(Part of a data file)
╭──
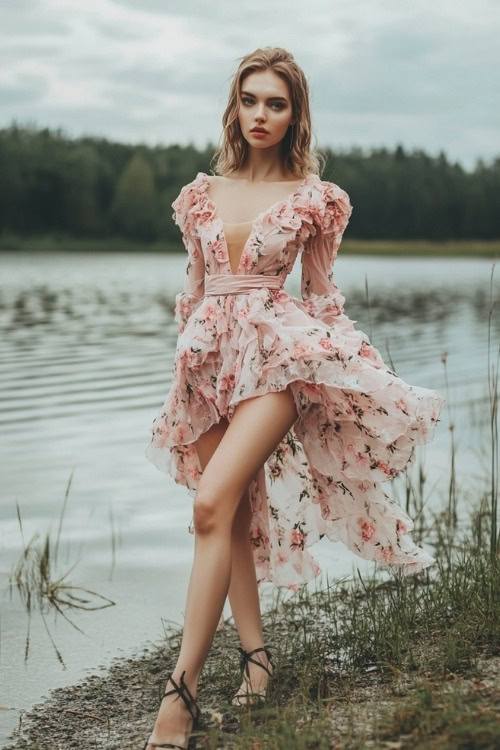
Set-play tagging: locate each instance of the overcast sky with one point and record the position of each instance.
(423, 73)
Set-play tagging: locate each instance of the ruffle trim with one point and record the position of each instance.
(318, 204)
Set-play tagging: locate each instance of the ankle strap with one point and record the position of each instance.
(184, 692)
(246, 657)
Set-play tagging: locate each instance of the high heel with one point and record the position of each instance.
(184, 692)
(245, 659)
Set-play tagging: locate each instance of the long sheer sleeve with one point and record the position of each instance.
(187, 300)
(323, 298)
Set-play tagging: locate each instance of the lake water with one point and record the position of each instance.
(86, 356)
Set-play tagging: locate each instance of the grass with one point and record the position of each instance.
(403, 662)
(40, 587)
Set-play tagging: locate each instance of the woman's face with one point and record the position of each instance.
(264, 103)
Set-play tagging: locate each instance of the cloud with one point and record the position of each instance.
(380, 72)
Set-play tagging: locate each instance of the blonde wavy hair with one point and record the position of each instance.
(296, 155)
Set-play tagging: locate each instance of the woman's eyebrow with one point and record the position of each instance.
(274, 98)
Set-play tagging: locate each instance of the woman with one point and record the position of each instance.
(282, 420)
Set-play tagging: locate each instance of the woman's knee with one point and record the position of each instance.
(209, 510)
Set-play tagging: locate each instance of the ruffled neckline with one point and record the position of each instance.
(312, 204)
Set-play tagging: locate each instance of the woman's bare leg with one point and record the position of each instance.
(245, 603)
(256, 428)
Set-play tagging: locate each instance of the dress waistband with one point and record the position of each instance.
(239, 283)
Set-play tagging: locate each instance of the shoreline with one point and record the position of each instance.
(372, 707)
(380, 247)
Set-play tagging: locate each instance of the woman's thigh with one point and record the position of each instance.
(208, 442)
(257, 427)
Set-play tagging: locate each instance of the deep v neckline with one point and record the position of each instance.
(254, 224)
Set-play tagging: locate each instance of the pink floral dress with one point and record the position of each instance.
╰──
#### What is being asked:
Rewrite all of the items above, replacing "Set-play tagging" with "Point annotation" and changing nothing else. Omit the pictures from your answer.

#### Exercise answer:
Point annotation: locate each instance of the overcast sky with one point and record the position of each instance.
(423, 73)
Point annotation: locate each instance of the ruffle trim with one point and record the position of each instance.
(318, 204)
Point annotation: locate each instance of the ankle strap with one point and record the position of each instance.
(184, 692)
(246, 657)
Point annotation: locate each instance of the high heel with one point and record the position of each instance.
(184, 692)
(245, 659)
Point annotation: locate each instance of the long sheer sleeve with one point and record the position of each instance.
(187, 300)
(323, 298)
Point annotation: locate each instance of the lake water with one point and record the position of each instance.
(86, 356)
Point annotation: locate each instance of the grass with one point and record the position of each instance.
(403, 662)
(40, 587)
Point annotation: locate each instance of the woman's face with one point and record the position of each instance.
(264, 103)
Point annotation: locate each instance of the cloud with one point and record the position of each instance.
(380, 72)
Point annotation: locate each instance of the blonde wavy hair with one point and record the position of each instance.
(296, 155)
Point annotation: locate each instance of the woman's eyebrow with one point and record the position of each instance.
(274, 98)
Point annotation: locate each instance of the woman with one point and record the position of each instance.
(282, 420)
Point annotation: locate each instance of the woman's knee with one point and record the position of each instance.
(209, 510)
Point annotation: locate each instance of the ruffled neckline with one point and record the position of each instance.
(312, 204)
Point annotation: locate each instance of the woman's bare leg with one point and record the position of each instance.
(245, 603)
(256, 428)
Point annotation: locate each instance of the dress waistband with one point and record the position of each instance.
(239, 283)
Point annotation: locate each instance of the shoreline with one point and record the position of each instance.
(372, 707)
(380, 247)
Point annotation: locate each instance of the woman's thigh with one point and record the position of each instance.
(208, 442)
(257, 427)
Point annotation: locate each instance of the deep v neckline with one point and record the position of each instance.
(254, 224)
Point annotation: locate each instance of the pink floral dress with one point and record the position of each instance.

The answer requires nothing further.